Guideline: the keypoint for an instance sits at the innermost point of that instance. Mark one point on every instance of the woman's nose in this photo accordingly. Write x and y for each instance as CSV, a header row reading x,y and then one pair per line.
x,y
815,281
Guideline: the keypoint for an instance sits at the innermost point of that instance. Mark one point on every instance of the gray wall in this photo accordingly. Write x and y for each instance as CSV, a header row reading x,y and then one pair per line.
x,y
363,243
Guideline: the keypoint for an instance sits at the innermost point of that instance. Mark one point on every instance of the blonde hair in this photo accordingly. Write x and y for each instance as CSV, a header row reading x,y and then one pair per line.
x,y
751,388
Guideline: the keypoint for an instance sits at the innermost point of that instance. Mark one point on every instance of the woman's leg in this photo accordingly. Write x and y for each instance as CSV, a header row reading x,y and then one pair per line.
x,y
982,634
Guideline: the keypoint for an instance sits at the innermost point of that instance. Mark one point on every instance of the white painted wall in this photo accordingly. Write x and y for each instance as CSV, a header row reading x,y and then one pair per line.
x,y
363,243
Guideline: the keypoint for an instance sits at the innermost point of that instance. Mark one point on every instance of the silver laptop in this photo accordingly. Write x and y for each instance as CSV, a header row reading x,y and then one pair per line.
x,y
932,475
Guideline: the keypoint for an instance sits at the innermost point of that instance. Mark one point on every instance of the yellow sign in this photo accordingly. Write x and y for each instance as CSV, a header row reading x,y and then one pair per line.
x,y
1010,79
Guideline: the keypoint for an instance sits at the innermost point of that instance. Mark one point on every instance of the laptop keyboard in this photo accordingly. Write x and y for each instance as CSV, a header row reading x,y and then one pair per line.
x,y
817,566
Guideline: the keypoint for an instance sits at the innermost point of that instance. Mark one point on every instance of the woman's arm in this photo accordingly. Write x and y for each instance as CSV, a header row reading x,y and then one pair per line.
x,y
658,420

#####

Work task >> Every line of the data above is to be copied out exactly.

Written answer >>
Guideline: the keypoint for an instance sits at the innermost point of that instance. Mark one point on every instance of the woman's nose in this photo accordingly. Write x and y for each instance as CSV, a header row reading x,y and then one pair per line.
x,y
815,281
Guideline: the keypoint for an instance sits at the innermost point of that instance. Mark one point on every instance of the gray wall in this photo accordingly. Write x and y for each instance as CSV, a header row reading x,y and then one pair per line.
x,y
363,243
Guideline: the keypoint for an instance sits at the innermost point of that instance. Mark one point on every instance of the blonde hair in this photo accordingly. Write x and y for each instance as CSV, a header row reading x,y and then one pair per line.
x,y
751,388
Guideline: the keypoint for an instance sits at the innermost point of that instance. Mark one point on every instance of the woman's leg in this photo accordingly. Write x and y for each instance as CSV, a header row reading x,y and then one pair per line.
x,y
982,634
Guideline: the keypoint for an instance sits at the innermost point of that instance. Mark one point on every instance of the white painted wall in this photo accordingly. Write x and y for each instance as CSV, a header row reading x,y and then one pair per line.
x,y
363,243
Guideline: the keypoint for an instance sits at the innermost point of that instance. Mark one point on every instance of the silver laptop in this photo accordingly. Write x and y for each instance as CSV, a header row reading x,y and then one pair per line.
x,y
932,475
Guideline: the keypoint for an instance sits at the innermost point of that instance. Mark one point on every instance of the yellow sign in this photo accordingly. Write x and y for each instance as CSV, a header row reading x,y and then one pair per line.
x,y
1010,79
Guideline: the keypoint for an instance sits at the innermost point of that instance. Mark one point on every instance of the laptop keyboard in this photo accordingly. Write x and y for each instance as CSV, a header row reading x,y and then one pair per line.
x,y
817,566
Guideline: the keypoint for an instance sits at the innermost point of that instance. Mark one point on every instance of the woman's arm in this photo accordingly. Write x and y for each instance as CSV, a header row reading x,y and then one pair per line.
x,y
658,420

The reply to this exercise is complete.